Collected data
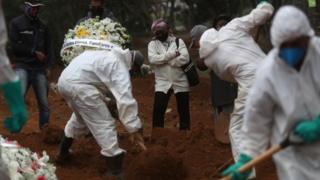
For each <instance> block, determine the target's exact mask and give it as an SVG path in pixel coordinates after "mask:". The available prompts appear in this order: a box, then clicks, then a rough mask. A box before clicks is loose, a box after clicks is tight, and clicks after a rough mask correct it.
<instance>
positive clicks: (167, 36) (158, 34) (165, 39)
mask: <svg viewBox="0 0 320 180" xmlns="http://www.w3.org/2000/svg"><path fill="white" fill-rule="evenodd" d="M168 36H169V32H161V33H159V34H157V35H156V39H158V40H159V41H161V42H164V41H166V40H167V39H168Z"/></svg>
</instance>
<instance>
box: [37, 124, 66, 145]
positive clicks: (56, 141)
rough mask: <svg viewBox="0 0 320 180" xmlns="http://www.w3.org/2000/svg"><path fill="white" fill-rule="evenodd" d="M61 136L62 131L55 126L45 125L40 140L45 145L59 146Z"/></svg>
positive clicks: (62, 131) (58, 128)
mask: <svg viewBox="0 0 320 180" xmlns="http://www.w3.org/2000/svg"><path fill="white" fill-rule="evenodd" d="M62 136H63V129H61V128H60V127H58V126H56V125H47V126H45V127H44V128H43V130H42V131H41V138H42V141H43V142H44V143H47V144H59V143H60V140H61V138H62Z"/></svg>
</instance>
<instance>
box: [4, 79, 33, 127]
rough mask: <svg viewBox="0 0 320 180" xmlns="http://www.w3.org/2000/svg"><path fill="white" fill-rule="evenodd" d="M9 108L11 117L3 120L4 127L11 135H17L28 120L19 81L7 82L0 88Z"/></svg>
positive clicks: (19, 81)
mask: <svg viewBox="0 0 320 180" xmlns="http://www.w3.org/2000/svg"><path fill="white" fill-rule="evenodd" d="M0 88H1V90H2V91H3V95H4V97H5V99H6V102H7V104H8V106H9V109H10V112H11V114H12V116H11V117H7V118H6V119H5V120H4V126H5V128H6V129H8V131H10V132H11V133H19V132H20V131H21V129H22V127H23V125H24V124H25V123H26V121H27V119H28V113H27V110H26V106H25V103H24V99H23V96H22V92H21V83H20V81H14V82H7V83H5V84H2V85H1V86H0Z"/></svg>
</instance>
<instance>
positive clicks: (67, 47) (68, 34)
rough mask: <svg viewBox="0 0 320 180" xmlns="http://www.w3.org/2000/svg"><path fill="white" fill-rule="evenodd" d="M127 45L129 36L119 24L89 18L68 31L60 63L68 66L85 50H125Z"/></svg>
mask: <svg viewBox="0 0 320 180" xmlns="http://www.w3.org/2000/svg"><path fill="white" fill-rule="evenodd" d="M129 44H130V36H129V35H128V32H127V30H126V28H124V27H123V26H122V25H121V24H120V23H118V22H115V21H113V20H111V19H109V18H105V19H103V20H99V18H98V17H97V18H90V19H87V20H85V21H83V22H81V23H80V24H79V25H77V26H76V27H75V28H74V29H70V30H69V31H68V33H67V34H66V35H65V39H64V44H63V47H62V50H61V53H60V54H61V57H62V61H63V62H64V63H65V64H66V65H68V64H69V63H70V62H71V61H72V59H73V58H75V57H76V56H78V55H79V54H81V53H82V52H83V51H85V50H110V49H112V48H114V47H121V48H123V49H125V48H127V46H128V45H129Z"/></svg>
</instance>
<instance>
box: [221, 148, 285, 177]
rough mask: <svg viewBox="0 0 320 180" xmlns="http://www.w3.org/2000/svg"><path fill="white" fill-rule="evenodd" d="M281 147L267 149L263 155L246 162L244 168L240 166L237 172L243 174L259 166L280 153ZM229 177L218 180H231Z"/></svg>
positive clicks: (261, 154) (261, 155)
mask: <svg viewBox="0 0 320 180" xmlns="http://www.w3.org/2000/svg"><path fill="white" fill-rule="evenodd" d="M281 149H282V146H281V145H277V146H274V147H271V148H270V149H268V150H267V151H266V152H264V153H263V154H261V155H260V156H258V157H256V158H254V159H253V160H251V161H250V162H248V163H247V164H245V165H244V166H242V167H241V168H240V169H239V172H241V173H243V172H246V171H247V170H249V169H251V168H253V167H254V166H256V165H258V164H260V163H261V162H264V161H265V160H267V159H269V158H270V157H272V155H274V154H275V153H277V152H279V151H281ZM231 177H232V176H231V175H228V176H225V177H223V178H221V179H220V180H231Z"/></svg>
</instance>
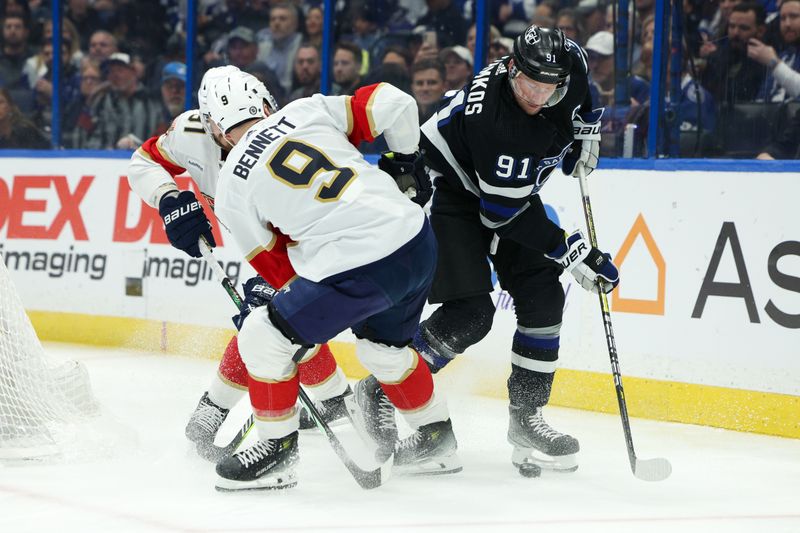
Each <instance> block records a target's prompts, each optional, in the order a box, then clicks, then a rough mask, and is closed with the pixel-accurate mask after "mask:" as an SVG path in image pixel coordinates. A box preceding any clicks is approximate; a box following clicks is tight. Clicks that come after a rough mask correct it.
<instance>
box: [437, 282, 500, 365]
mask: <svg viewBox="0 0 800 533" xmlns="http://www.w3.org/2000/svg"><path fill="white" fill-rule="evenodd" d="M494 310H495V307H494V302H492V297H491V296H490V295H488V294H482V295H480V296H473V297H471V298H461V299H458V300H451V301H449V302H445V303H443V304H442V305H440V306H439V308H438V309H437V310H436V311H434V312H433V314H432V315H431V316H430V318H428V319H427V320H425V321H424V322H423V323H422V324H421V329H422V330H423V331H424V332H425V334H426V335H427V336H429V337H431V338H433V339H435V340H437V341H438V342H439V343H441V344H443V345H444V346H445V347H446V348H447V349H448V350H449V351H451V352H452V353H454V354H460V353H463V352H464V351H465V350H466V349H467V348H469V347H470V346H472V345H473V344H476V343H478V342H480V341H481V340H482V339H483V338H484V337H485V336H486V335H487V334H488V333H489V331H491V329H492V321H493V319H494Z"/></svg>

Task prompt>
All of the data must be given again exactly, without the pictures.

Written solution>
For each <instance> block, determine the target's exact mask and give it as an SVG path in pixel coordinates after "mask:". The available prompts appear in this order: a box, then clicks, then a rough mask. A box before clicks is loose, a box after clicks is tight, and clicks after a rough mask correct it.
<instance>
positive clicks: (167, 36) (158, 34) (165, 39)
mask: <svg viewBox="0 0 320 180" xmlns="http://www.w3.org/2000/svg"><path fill="white" fill-rule="evenodd" d="M168 36H169V32H161V33H159V34H157V35H156V39H158V40H159V41H161V42H164V41H166V40H167V39H168Z"/></svg>
</instance>
<instance>
box: [37, 124, 66, 145]
positive clicks: (56, 141)
rough mask: <svg viewBox="0 0 320 180" xmlns="http://www.w3.org/2000/svg"><path fill="white" fill-rule="evenodd" d="M61 136L62 131L55 126L45 125L40 140L45 145L59 146Z"/></svg>
positive clicks: (62, 131) (58, 128)
mask: <svg viewBox="0 0 320 180" xmlns="http://www.w3.org/2000/svg"><path fill="white" fill-rule="evenodd" d="M62 136H63V129H61V128H60V127H58V126H56V125H47V126H45V127H44V128H43V130H42V131H41V138H42V141H43V142H44V143H47V144H59V143H60V140H61V138H62Z"/></svg>
</instance>
<instance>
box: [4, 79, 33, 127]
rough mask: <svg viewBox="0 0 320 180" xmlns="http://www.w3.org/2000/svg"><path fill="white" fill-rule="evenodd" d="M9 108L11 117L3 120L4 127L11 135H17L28 120L19 81L7 82L0 88Z"/></svg>
positive clicks: (19, 81)
mask: <svg viewBox="0 0 320 180" xmlns="http://www.w3.org/2000/svg"><path fill="white" fill-rule="evenodd" d="M0 88H1V90H2V91H3V95H4V97H5V99H6V102H7V104H8V106H9V109H10V112H11V114H12V116H11V117H7V118H6V119H5V120H4V126H5V128H6V129H8V131H10V132H11V133H19V132H20V131H21V129H22V127H23V125H24V124H25V123H26V121H27V119H28V113H27V110H26V106H25V103H24V99H23V96H22V92H21V83H20V81H14V82H7V83H5V84H2V85H1V86H0Z"/></svg>
</instance>
<instance>
positive clicks: (67, 47) (68, 34)
rough mask: <svg viewBox="0 0 320 180" xmlns="http://www.w3.org/2000/svg"><path fill="white" fill-rule="evenodd" d="M127 45L129 36L119 24L89 18L68 31L60 63L68 66L85 50H125Z"/></svg>
mask: <svg viewBox="0 0 320 180" xmlns="http://www.w3.org/2000/svg"><path fill="white" fill-rule="evenodd" d="M129 44H130V36H129V35H128V32H127V30H126V28H124V27H123V26H122V25H121V24H120V23H118V22H115V21H113V20H111V19H109V18H105V19H103V20H99V18H98V17H97V18H90V19H87V20H85V21H83V22H81V23H80V24H79V25H77V26H76V27H75V28H74V29H70V30H69V31H68V33H67V34H66V35H65V39H64V44H63V47H62V50H61V53H60V54H61V57H62V61H63V62H64V63H65V64H66V65H68V64H69V63H70V62H71V61H72V59H73V58H75V57H76V56H78V55H79V54H81V53H82V52H83V51H85V50H110V49H112V48H114V47H121V48H123V49H125V48H127V46H128V45H129Z"/></svg>
</instance>
<instance>
box: [221, 148, 285, 177]
rough mask: <svg viewBox="0 0 320 180" xmlns="http://www.w3.org/2000/svg"><path fill="white" fill-rule="evenodd" d="M281 147L267 149L263 155L246 162L244 168L240 166L237 172L243 174L259 166L280 153ZM229 177L218 180H231Z"/></svg>
positive clicks: (261, 154) (261, 155)
mask: <svg viewBox="0 0 320 180" xmlns="http://www.w3.org/2000/svg"><path fill="white" fill-rule="evenodd" d="M281 149H282V146H281V145H277V146H274V147H271V148H270V149H268V150H267V151H266V152H264V153H263V154H261V155H260V156H258V157H256V158H254V159H253V160H251V161H250V162H248V163H247V164H245V165H244V166H242V167H241V168H240V169H239V172H241V173H243V172H246V171H247V170H249V169H251V168H253V167H254V166H256V165H258V164H260V163H261V162H264V161H265V160H267V159H269V158H270V157H272V155H274V154H275V153H277V152H279V151H281ZM231 177H232V176H231V175H228V176H225V177H223V178H221V179H220V180H231Z"/></svg>
</instance>
Each <instance> block records a target's prompts, each optional, in the order a box, then clicks, then a rough mask, and is closed with the pixel-accurate mask after "mask:" as an SVG path in image pixel coordinates. A box preceding any clicks is approximate; a box following clicks is tight. Clicks that come after a rough mask correct it.
<instance>
box: [437, 282, 500, 365]
mask: <svg viewBox="0 0 800 533" xmlns="http://www.w3.org/2000/svg"><path fill="white" fill-rule="evenodd" d="M494 310H495V307H494V302H492V297H491V296H490V295H488V294H482V295H480V296H473V297H471V298H461V299H458V300H451V301H449V302H445V303H443V304H442V305H440V306H439V308H438V309H437V310H436V311H434V312H433V314H432V315H431V316H430V318H428V319H427V320H425V321H424V322H423V323H422V324H421V329H422V330H423V331H424V332H425V334H426V335H427V336H429V337H431V338H433V339H435V340H437V341H438V342H439V343H441V344H443V345H444V346H445V347H446V348H447V349H448V350H449V351H451V352H452V353H454V354H460V353H463V352H464V351H465V350H466V349H467V348H469V347H470V346H472V345H473V344H476V343H478V342H480V341H481V340H482V339H483V338H484V337H485V336H486V335H487V334H488V333H489V331H491V329H492V321H493V319H494Z"/></svg>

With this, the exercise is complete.